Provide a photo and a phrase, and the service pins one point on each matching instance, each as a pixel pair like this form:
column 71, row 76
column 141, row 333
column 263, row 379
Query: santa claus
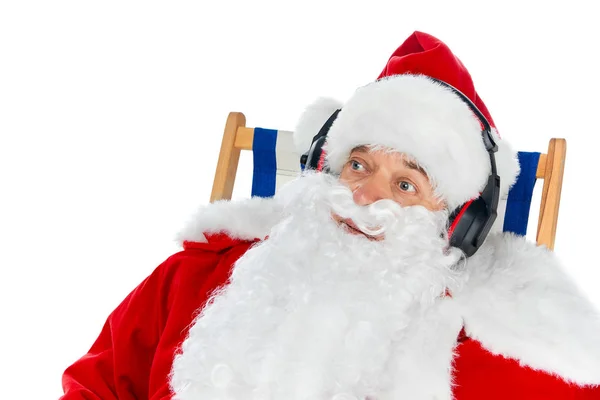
column 371, row 276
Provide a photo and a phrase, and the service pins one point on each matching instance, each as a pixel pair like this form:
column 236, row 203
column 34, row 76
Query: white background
column 111, row 116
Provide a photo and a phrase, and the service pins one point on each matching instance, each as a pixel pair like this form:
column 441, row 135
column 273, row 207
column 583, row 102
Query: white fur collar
column 518, row 300
column 247, row 219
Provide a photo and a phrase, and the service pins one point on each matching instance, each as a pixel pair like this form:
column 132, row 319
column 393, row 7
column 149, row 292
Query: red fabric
column 132, row 357
column 424, row 54
column 482, row 375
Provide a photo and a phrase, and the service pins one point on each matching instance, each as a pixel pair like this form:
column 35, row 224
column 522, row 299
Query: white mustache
column 383, row 215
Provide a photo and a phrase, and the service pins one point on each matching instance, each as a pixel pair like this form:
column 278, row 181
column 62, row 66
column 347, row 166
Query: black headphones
column 469, row 224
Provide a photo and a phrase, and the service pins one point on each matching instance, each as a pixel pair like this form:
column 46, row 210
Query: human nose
column 371, row 190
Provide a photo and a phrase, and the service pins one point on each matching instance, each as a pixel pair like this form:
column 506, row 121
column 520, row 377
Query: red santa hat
column 406, row 110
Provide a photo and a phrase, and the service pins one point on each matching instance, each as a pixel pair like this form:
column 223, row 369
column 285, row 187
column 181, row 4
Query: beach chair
column 275, row 162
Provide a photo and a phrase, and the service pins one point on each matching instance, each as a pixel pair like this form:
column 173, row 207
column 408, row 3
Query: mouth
column 351, row 228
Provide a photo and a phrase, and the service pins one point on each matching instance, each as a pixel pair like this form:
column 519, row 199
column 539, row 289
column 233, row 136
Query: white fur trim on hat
column 417, row 116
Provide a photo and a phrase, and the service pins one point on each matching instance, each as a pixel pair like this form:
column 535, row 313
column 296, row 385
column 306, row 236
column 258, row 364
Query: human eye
column 406, row 186
column 356, row 165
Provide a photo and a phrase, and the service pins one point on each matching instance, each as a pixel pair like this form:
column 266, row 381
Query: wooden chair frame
column 551, row 166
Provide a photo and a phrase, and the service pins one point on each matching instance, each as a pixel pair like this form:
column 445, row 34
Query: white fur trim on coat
column 517, row 301
column 417, row 116
column 520, row 303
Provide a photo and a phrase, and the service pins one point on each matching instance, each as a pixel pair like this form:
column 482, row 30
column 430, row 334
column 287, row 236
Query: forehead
column 376, row 150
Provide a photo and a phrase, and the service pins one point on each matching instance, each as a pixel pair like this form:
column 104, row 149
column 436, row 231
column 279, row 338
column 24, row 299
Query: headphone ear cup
column 315, row 158
column 466, row 225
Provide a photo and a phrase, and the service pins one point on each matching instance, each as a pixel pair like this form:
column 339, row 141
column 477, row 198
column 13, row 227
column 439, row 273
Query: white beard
column 315, row 312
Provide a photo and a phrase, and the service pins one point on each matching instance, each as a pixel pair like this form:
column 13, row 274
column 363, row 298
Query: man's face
column 374, row 175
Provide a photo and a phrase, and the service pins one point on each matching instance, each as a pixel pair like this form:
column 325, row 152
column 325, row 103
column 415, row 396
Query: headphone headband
column 470, row 223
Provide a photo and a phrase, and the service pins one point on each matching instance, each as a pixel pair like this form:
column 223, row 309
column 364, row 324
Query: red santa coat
column 528, row 334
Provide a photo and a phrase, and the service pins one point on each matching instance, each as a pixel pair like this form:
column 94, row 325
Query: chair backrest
column 276, row 162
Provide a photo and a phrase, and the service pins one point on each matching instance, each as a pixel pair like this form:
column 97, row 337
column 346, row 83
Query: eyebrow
column 413, row 165
column 407, row 163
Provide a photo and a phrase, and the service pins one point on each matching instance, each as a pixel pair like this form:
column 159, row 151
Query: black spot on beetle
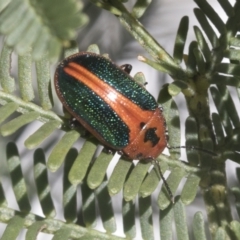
column 142, row 124
column 199, row 105
column 151, row 135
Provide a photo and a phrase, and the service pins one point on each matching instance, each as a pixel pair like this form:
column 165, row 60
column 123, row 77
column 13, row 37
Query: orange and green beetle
column 111, row 105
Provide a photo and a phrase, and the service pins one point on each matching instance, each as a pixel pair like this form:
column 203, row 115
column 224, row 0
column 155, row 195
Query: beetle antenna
column 196, row 148
column 156, row 163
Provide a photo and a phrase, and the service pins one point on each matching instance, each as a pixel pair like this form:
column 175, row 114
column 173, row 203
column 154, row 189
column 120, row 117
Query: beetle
column 111, row 105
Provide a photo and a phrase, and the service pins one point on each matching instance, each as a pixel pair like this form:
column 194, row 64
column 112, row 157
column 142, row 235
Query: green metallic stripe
column 92, row 110
column 116, row 78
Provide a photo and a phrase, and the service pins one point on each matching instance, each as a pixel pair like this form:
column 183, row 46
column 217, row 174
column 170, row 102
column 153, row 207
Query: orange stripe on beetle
column 111, row 105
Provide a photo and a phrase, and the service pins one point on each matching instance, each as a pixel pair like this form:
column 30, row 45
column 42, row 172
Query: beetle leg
column 126, row 67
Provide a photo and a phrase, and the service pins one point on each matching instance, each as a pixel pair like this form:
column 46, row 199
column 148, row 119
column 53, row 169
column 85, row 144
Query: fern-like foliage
column 45, row 27
column 40, row 36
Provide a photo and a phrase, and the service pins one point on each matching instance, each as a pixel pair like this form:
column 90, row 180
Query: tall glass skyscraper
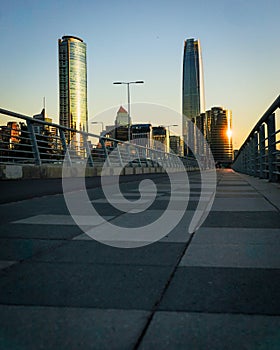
column 193, row 87
column 72, row 83
column 218, row 125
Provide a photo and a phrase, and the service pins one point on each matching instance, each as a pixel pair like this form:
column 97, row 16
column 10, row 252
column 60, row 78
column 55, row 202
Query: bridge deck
column 216, row 289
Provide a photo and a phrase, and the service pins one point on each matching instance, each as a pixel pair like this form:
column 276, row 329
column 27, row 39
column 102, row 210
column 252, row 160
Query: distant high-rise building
column 122, row 118
column 122, row 125
column 218, row 125
column 193, row 88
column 72, row 83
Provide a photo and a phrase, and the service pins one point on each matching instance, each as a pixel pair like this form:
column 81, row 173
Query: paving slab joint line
column 155, row 307
column 258, row 191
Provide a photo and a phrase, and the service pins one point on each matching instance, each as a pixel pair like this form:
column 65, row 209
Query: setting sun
column 229, row 133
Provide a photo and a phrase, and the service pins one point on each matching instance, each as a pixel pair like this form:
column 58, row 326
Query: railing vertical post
column 262, row 151
column 88, row 151
column 255, row 154
column 107, row 158
column 64, row 146
column 120, row 156
column 271, row 147
column 34, row 143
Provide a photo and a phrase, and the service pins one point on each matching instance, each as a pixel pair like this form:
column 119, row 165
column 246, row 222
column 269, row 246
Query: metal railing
column 36, row 142
column 259, row 155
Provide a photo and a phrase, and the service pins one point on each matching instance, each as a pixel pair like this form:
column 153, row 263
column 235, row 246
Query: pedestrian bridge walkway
column 217, row 288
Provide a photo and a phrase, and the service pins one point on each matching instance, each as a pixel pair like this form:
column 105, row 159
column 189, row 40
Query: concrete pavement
column 215, row 289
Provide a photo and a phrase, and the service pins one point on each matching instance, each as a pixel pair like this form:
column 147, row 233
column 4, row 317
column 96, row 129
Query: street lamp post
column 102, row 125
column 128, row 98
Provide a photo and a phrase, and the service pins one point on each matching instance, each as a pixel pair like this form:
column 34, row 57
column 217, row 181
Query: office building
column 72, row 83
column 193, row 89
column 218, row 126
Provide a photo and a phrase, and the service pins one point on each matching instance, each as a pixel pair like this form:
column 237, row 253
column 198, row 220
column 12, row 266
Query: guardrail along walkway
column 216, row 289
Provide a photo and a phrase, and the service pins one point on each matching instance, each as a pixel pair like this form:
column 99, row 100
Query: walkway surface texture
column 218, row 288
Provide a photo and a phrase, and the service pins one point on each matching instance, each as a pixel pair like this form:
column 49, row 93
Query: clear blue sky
column 143, row 40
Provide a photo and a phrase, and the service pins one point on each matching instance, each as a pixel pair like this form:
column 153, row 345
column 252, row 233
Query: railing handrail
column 259, row 155
column 272, row 108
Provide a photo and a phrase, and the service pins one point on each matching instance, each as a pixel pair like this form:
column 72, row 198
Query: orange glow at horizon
column 229, row 133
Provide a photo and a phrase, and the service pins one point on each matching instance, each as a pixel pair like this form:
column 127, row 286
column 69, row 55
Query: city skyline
column 72, row 83
column 240, row 74
column 193, row 96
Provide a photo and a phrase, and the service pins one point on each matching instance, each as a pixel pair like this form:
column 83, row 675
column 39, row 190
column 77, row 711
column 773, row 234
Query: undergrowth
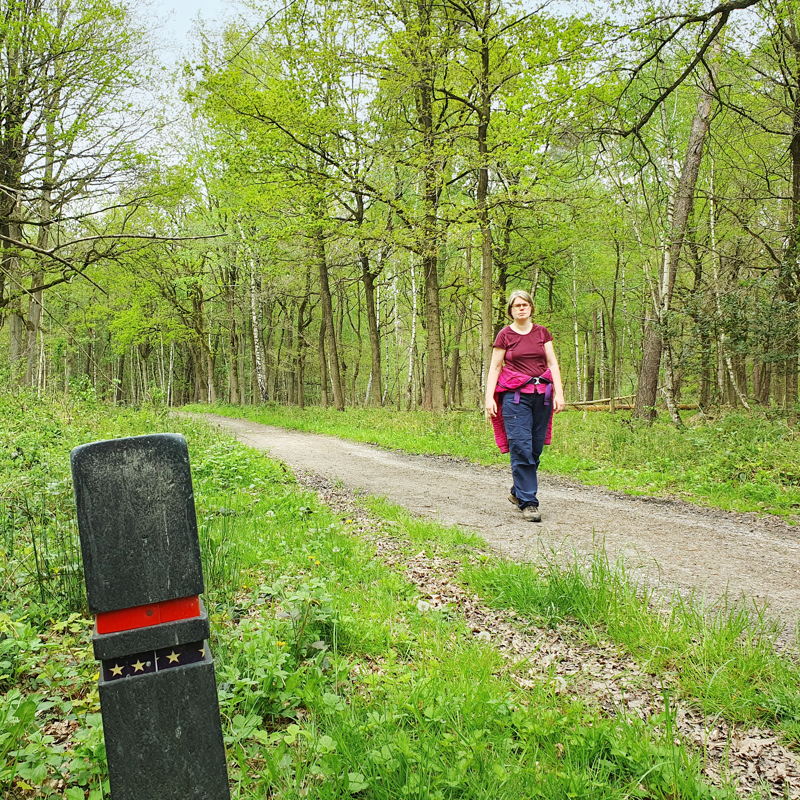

^^^^^^^^^^^^^^^^

### [PROBLEM DESCRIPTION]
Count the lines of the data that contain the string "chair", matching case exactly, and reply with only that number.

### [TASK RESPONSE]
3